◆ **What is required**: Reproduce every line of the material below, requests included, shifting each answer point by adding 97 to both of its coordinates. The sample coordinates inside the requests stay as they are.

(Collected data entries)
____
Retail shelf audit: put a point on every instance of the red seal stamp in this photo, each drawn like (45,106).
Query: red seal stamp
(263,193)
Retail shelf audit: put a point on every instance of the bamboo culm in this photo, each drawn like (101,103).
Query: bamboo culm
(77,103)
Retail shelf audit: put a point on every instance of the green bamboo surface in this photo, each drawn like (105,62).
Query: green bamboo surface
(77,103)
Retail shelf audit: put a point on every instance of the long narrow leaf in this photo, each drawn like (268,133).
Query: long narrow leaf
____
◆ **Response to the task**:
Retail shelf audit: put a point on every instance of the red seal stamp in this photo, each drawn like (45,106).
Query: red seal stamp
(360,290)
Retail shelf audit: put a point on every instance of the bamboo culm in this photo, each drawn like (101,103).
Query: bamboo culm
(174,200)
Retail shelf audit: put a point on every instance of the green bamboo surface in this photo, each drawn like (105,62).
Query: green bamboo surface
(174,200)
Retail shelf audit: put a point on every instance of the long narrow leaf in this photo, each drawn like (268,133).
Query: long narrow leaf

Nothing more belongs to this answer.